[Selected extract — start]

Toronto Maple Leafs goalie Andrew Raycroft looks back at the puck in the net on a goal by Montreal Canadiens\' Christopher Higgins, right, as Leafs\' Boyd Devereaux looks on during second period NHL hockey action Saturday, April 5, 2008 in Montreal. THE CANADIAN PRESS/Paul Chiasson
MONTREAL - It will be Original Six rivals Montreal versus Boston in the NHL playoffs for a 31st time.
Christopher Higgins scored two goals in a regular season-ending 3-1 victory over the already-eliminated Toronto Maple Leafs on Saturday night.
Coupled with Boston's 3-0 loss to Buffalo, it put the Canadiens into a first-round meeting with the Bruins that begins that Thursday at the Bell Centre.
"I don't want to comment on that yet. I'm still enjoying the end of the season now," said Higgins, who finished hot with five goals in the last six games.
"This is the most fun time of the year to play. Everything is magnified." The win kept alive Montreal's chance to finish first in the Eastern Conference for the first time since 1988-89.
The Canadiens need the Pittsburgh Penguins to earn no more than one point from their final game on Sunday against Philadelphia to claim top spot.
"I'll watch it for sure," said Higgins. "Hopefully Phillie are at their best and we get first place, but even if Pittsburgh wins, we're still happy with our season."
Goaltender Carey Prices added, "We did all we could down the stretch and if it doesn't happen, well, kudos to Pittsburgh."

[Selected extract — finish]

| Brief A |
Retype the Canadiens game report, starting with "Toronto Maple Leafs goalie" and going on through "on Saturday night.".
| Brief B |
Answer these questions from the Canadiens game report:
(i) What was the final score of Montreal's win over Toronto?
(ii) Which team beat Boston 3-0?
(iii) At what venue does the first-round series begin?

[Given entries — start]

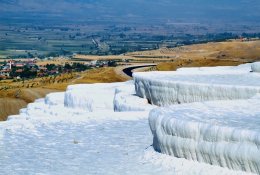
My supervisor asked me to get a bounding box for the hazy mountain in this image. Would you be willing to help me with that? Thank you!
[0,0,260,23]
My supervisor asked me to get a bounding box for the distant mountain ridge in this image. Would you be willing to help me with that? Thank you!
[0,0,260,23]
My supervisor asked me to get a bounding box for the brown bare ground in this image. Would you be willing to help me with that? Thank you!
[0,41,260,120]
[0,68,126,121]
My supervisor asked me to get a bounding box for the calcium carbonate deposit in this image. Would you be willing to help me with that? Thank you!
[0,64,260,175]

[Given entries — finish]

| Written response A |
Toronto Maple Leafs goalie Andrew Raycroft looks back at the puck in the net on a goal by Montreal Canadiens\' Christopher Higgins, right, as Leafs\' Boyd Devereaux looks on during second period NHL hockey action Saturday, April 5, 2008 in Montreal. THE CANADIAN PRESS/Paul Chiasson
MONTREAL - It will be Original Six rivals Montreal versus Boston in the NHL playoffs for a 31st time.
Christopher Higgins scored two goals in a regular season-ending 3-1 victory over the already-eliminated Toronto Maple Leafs on Saturday night.

| Written response B |
(i) 3-1
(ii) Buffalo
(iii) The Bell Centre